■ **What this task involves**
Where the word "every" shows up in a line below, that line is counted. State how many lines are counted, without any other words.

(Beginning of Available data)

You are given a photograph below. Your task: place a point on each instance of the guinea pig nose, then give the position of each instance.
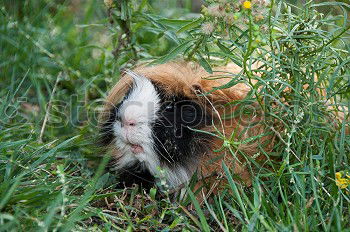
(130, 123)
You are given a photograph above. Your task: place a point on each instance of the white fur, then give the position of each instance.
(142, 106)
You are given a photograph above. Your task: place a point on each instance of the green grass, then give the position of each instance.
(57, 181)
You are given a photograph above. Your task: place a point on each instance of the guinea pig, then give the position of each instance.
(165, 121)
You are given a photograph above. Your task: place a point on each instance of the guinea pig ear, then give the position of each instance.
(197, 88)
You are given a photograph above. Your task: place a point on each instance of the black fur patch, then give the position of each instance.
(136, 174)
(106, 128)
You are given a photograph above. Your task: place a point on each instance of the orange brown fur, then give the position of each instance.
(188, 80)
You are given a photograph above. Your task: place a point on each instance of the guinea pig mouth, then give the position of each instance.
(135, 148)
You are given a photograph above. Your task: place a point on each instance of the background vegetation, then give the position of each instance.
(62, 57)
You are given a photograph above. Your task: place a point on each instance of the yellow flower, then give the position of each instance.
(247, 5)
(342, 182)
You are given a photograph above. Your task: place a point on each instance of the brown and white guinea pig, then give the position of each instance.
(164, 120)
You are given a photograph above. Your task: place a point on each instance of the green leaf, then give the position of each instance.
(190, 25)
(203, 62)
(203, 220)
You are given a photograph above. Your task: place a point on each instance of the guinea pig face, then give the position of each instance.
(154, 131)
(132, 126)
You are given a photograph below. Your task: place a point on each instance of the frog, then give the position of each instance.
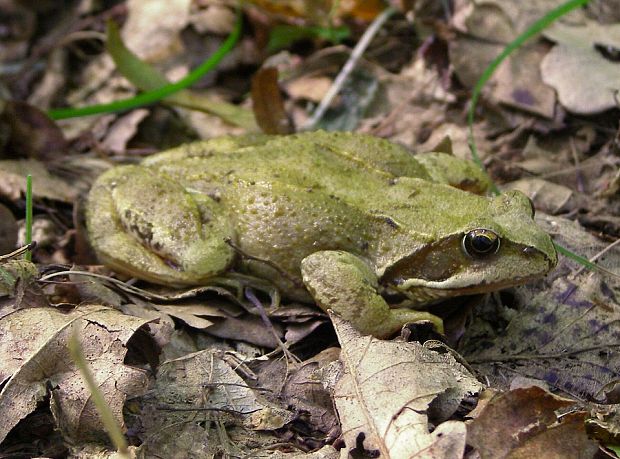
(351, 222)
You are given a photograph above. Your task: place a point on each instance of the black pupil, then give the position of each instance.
(482, 244)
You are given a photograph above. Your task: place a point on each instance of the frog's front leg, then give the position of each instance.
(144, 224)
(344, 283)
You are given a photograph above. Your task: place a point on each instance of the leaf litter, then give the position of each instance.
(217, 388)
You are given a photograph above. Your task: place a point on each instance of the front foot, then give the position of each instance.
(344, 283)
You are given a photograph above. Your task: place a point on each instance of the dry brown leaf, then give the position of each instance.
(566, 440)
(196, 393)
(122, 131)
(523, 423)
(381, 415)
(581, 89)
(31, 134)
(152, 29)
(547, 197)
(586, 81)
(267, 103)
(488, 26)
(194, 315)
(34, 353)
(561, 330)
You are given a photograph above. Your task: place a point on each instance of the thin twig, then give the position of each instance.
(348, 67)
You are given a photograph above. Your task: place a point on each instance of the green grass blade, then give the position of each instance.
(158, 94)
(28, 254)
(531, 31)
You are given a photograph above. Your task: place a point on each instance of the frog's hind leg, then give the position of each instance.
(343, 282)
(144, 224)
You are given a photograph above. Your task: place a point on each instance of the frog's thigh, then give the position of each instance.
(344, 283)
(144, 224)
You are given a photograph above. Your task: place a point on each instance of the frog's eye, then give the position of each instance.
(480, 242)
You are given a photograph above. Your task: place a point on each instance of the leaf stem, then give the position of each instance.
(107, 417)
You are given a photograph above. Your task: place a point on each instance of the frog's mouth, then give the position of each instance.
(420, 291)
(446, 271)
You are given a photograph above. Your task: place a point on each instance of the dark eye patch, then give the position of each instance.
(481, 242)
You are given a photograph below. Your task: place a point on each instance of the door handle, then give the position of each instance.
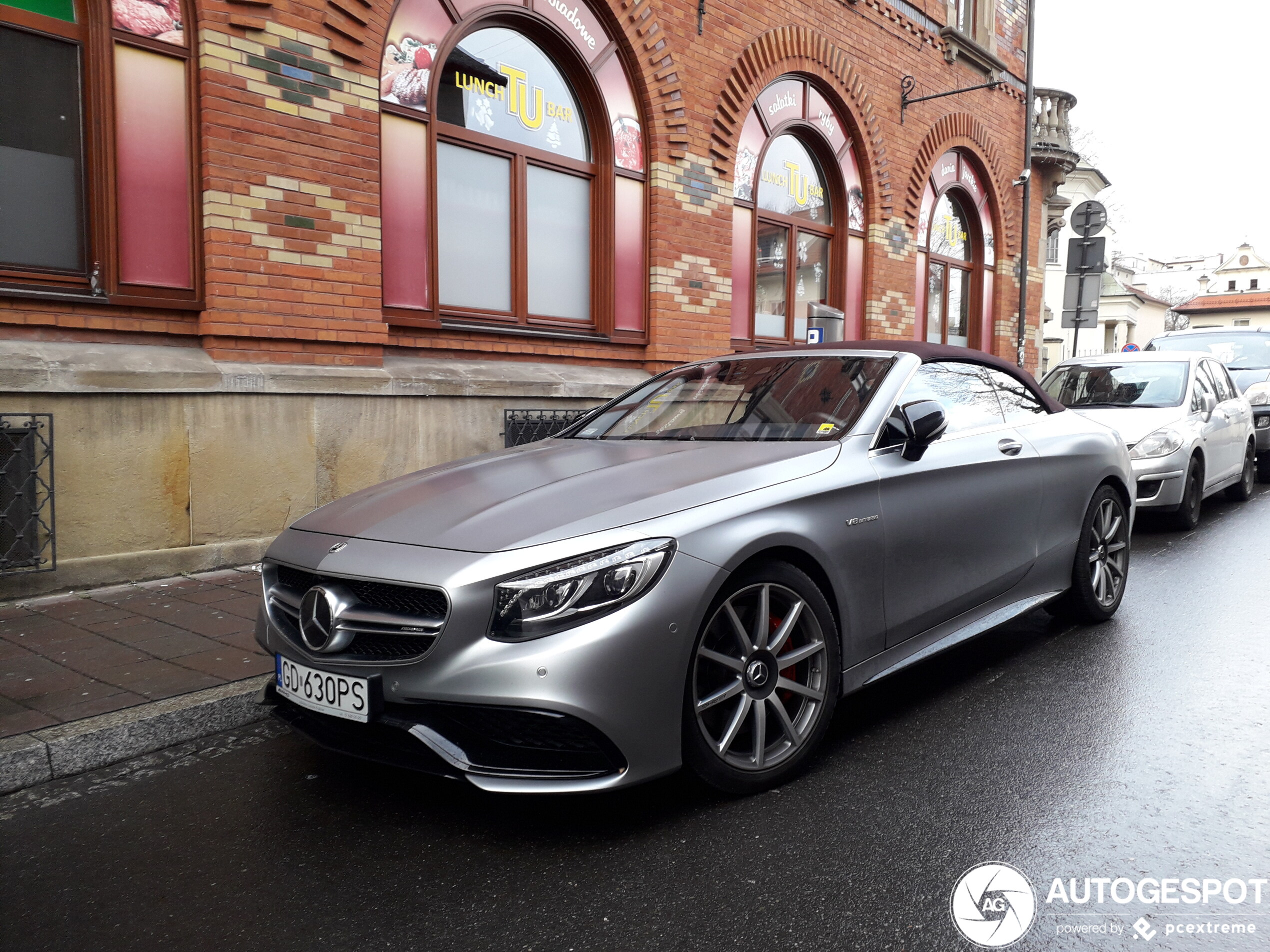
(1010, 447)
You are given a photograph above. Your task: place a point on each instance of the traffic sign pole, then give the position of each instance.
(1086, 257)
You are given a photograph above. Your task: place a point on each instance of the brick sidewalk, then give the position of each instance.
(70, 657)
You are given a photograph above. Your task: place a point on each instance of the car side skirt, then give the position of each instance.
(942, 638)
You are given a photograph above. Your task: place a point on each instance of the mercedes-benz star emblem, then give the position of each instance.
(758, 673)
(319, 619)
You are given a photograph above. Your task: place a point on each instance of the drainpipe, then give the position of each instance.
(1026, 177)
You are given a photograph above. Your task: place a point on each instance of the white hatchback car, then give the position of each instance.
(1188, 428)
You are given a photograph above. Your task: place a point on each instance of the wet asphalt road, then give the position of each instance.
(1136, 748)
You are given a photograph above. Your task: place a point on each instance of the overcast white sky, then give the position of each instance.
(1174, 97)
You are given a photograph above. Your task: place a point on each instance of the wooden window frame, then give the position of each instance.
(100, 282)
(600, 172)
(976, 266)
(838, 203)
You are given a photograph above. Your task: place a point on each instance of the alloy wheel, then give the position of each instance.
(760, 677)
(1109, 553)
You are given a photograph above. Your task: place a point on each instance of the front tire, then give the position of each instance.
(1186, 516)
(762, 681)
(1242, 490)
(1102, 567)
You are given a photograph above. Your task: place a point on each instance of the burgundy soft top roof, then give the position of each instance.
(942, 352)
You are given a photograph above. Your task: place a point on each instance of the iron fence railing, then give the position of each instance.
(522, 427)
(27, 539)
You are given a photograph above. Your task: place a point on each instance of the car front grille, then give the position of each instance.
(406, 621)
(424, 603)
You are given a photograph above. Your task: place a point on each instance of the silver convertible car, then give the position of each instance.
(694, 573)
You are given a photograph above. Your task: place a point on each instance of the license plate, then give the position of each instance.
(337, 695)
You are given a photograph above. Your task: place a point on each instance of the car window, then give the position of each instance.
(1224, 381)
(1214, 380)
(1110, 385)
(962, 389)
(1019, 404)
(1240, 351)
(754, 399)
(1203, 385)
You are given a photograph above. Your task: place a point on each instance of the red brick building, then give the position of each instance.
(258, 253)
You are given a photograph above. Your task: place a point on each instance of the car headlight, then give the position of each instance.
(1259, 394)
(560, 596)
(1162, 442)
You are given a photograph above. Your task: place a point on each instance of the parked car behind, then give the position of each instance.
(1246, 354)
(1188, 428)
(695, 572)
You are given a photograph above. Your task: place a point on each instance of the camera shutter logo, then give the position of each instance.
(994, 906)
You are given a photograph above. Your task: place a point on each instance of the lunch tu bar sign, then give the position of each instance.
(800, 188)
(516, 93)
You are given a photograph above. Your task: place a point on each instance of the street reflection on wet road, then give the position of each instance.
(1136, 748)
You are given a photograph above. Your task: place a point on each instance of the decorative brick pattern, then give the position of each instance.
(695, 184)
(299, 222)
(294, 71)
(892, 316)
(288, 106)
(694, 285)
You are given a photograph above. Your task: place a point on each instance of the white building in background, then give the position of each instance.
(1174, 280)
(1235, 295)
(1082, 184)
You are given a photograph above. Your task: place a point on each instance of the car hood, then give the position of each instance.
(1246, 379)
(559, 489)
(1134, 423)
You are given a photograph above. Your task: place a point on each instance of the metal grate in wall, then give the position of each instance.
(27, 542)
(522, 427)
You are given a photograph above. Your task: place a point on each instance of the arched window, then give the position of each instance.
(794, 240)
(97, 150)
(512, 174)
(798, 216)
(956, 258)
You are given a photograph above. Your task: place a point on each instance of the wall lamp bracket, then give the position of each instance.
(908, 84)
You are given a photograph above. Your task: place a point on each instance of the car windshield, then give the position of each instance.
(1249, 351)
(756, 399)
(1118, 385)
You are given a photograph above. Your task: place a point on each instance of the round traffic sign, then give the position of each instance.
(1090, 219)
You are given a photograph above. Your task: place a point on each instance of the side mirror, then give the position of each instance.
(1210, 405)
(926, 423)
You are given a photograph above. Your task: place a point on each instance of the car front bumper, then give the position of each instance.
(1161, 481)
(618, 681)
(1262, 427)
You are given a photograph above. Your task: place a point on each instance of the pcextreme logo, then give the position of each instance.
(994, 906)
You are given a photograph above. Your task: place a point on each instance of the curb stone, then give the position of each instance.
(73, 748)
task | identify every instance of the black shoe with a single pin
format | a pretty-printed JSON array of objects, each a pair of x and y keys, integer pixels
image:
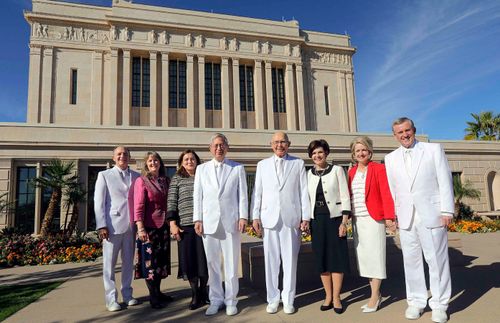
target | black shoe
[
  {"x": 166, "y": 298},
  {"x": 326, "y": 307}
]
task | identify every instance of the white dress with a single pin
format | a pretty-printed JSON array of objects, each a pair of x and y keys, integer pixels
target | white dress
[{"x": 369, "y": 235}]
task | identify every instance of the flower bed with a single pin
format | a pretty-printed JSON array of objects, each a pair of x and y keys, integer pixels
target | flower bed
[
  {"x": 472, "y": 226},
  {"x": 24, "y": 249}
]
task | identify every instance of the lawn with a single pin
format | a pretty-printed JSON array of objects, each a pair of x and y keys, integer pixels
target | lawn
[{"x": 15, "y": 297}]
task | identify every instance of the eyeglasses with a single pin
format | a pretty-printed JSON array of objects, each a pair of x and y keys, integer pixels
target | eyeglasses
[{"x": 278, "y": 142}]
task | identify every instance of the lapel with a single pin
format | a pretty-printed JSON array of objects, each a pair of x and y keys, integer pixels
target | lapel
[
  {"x": 212, "y": 173},
  {"x": 116, "y": 172},
  {"x": 400, "y": 161},
  {"x": 226, "y": 170},
  {"x": 287, "y": 167},
  {"x": 415, "y": 161},
  {"x": 369, "y": 176}
]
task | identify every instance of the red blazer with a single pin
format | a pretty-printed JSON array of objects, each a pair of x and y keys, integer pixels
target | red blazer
[
  {"x": 150, "y": 202},
  {"x": 378, "y": 196}
]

(End of Available data)

■ **Written reply**
7